-------- Extract provided --------

I want all of my Bible stories filtered through the poetic and beautifully specific language of Buechner.
"So if preachers and lecturers are to say anything that really matters to anyone including themselves, they must say it not just to the public part of us that considers interesting thoughts about the Gospel and how to preach it, but to the private, inner part too, to the part of us all where our dreams come from, both our good dreams and our bad dreams...where our concern is less with how the gospel is to be preached than with what the gospel is and what it is for us" (4).
"if the truth is worth telling, it is worth making a fool of yourself to tell" (5).
"It is possible to think of the gospel and our preaching of it as, above all and at no matter what risk, a speaking of the truth about the way things are" (7).
"The preacher must always try to feel what it is like to live inside the skins of the people he is preaching to, to hear the truth as they hear it" (8).
"A particular truth can be stated in words...Truth itself cannot be stated...Before it is a word, the Gospel that is truth is silence, a pregnant silence in its ninth month, and in answer to Pilate's question, Jesus keeps silent, even with his hands tied behind him manages somehow to hold silence out like a terrible gift" (16).
"The task of the preacher is to hold up life to us; by whatever gifts he or she has of imagination, eloquence, simple candor, to create images of life through which we can somehow see into the wordless truth of our lives" (16-7).
"What Jesus lets his silence say is that truth is what words can't tell but only tell about, what images can only point to" (17).
"Truth itself...cannot finally be understood but only experienced" (21).
"So let [the preacher] use words, but, in addition to using them to explain, expound, exhort, let him use them to evoke, to set us dreaming as well as thinking, to use words as at their most prophetic and truthful, the prophets used them to stir in us memories and longings and intuitions that we starve for without knowing that we starve. Let him use words which do not only try to give us answers to the questions that we ask or ought to ask but which help us to hear the questions that we do not have words for asking and to hear the silence that those questions rise out of and the silence that is the answer to those questions"
"We put frames of words around silence and shells of stone and wood around emptiness, but it is the silence, the emptiness themselves, that finally matter and out of which the Gospel comes as word" (26).

-------- Items --------

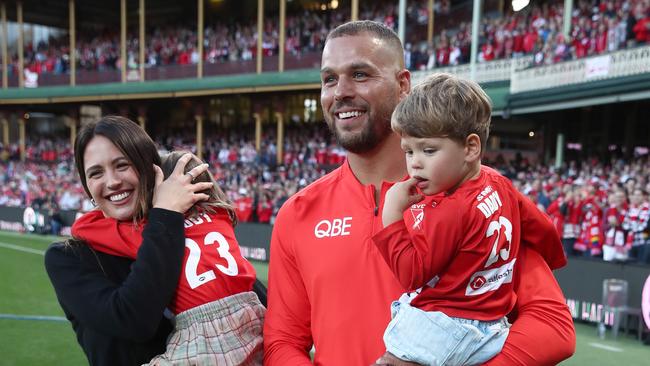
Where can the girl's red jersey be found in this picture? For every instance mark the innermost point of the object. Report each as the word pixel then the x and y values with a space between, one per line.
pixel 214 267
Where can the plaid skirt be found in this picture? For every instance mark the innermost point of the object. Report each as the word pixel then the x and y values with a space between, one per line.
pixel 227 331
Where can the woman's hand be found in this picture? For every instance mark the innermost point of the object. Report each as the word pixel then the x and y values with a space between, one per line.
pixel 178 193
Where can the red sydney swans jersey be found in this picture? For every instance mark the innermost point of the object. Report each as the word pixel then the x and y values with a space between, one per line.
pixel 214 267
pixel 330 287
pixel 460 249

--------

▶ _Prompt 1_:
Summarize the quotations on preaching and truth in two sentences.
▶ _Prompt 2_:
Continue the quotations on preaching and truth from the point where they stop.
The lines above are separate material, unrelated to the quotations on preaching and truth.

▶ _Task answer 1_:
The quotations argue that preachers must speak not only to the public part of their listeners but also to the inner part where dreams come from, telling the truth even at the risk of looking foolish and trying to hear it as their hearers do. They hold that truth itself cannot be stated but only experienced, so preaching should use images and evocative words that point toward the silence out of which the Gospel comes as word.

▶ _Task answer 2_:
"Stripping us naked is part of what preaching is all about, the tragic part" (31).
"Beneath our clothes, our reputations, our pretensions, beneath our religion or lack of it, we are all vulnerable both to the storm without and to the storm within, and if ever we are to find true shelter, it is with the recognition of our tragic nakedness and need for true shelter that we have to start" (33).
"For the preacher to be relevant to the staggering problems of history is to risk being irrelevant to the staggering problems of the ones who sit there listening out of their own histories" (34-5).
"'Rejoice' is the last word and can be spoken only after the first word. The sheltering word can be spoken only after the word that leaves us without a roof over our heads, the answering word only after the word it answers" (35).
"let [the preacher] take heart. He is called not to be an actor, a magician, in the pulpit. He is called to be himself. He is called to tell the truth as he has experienced it. If he does not make real to them the human experience of what it is to cry into the storm and receive no answer, to be sick at heart and find no healing, then he becomes the only one there who seems not to have had that experience" (40).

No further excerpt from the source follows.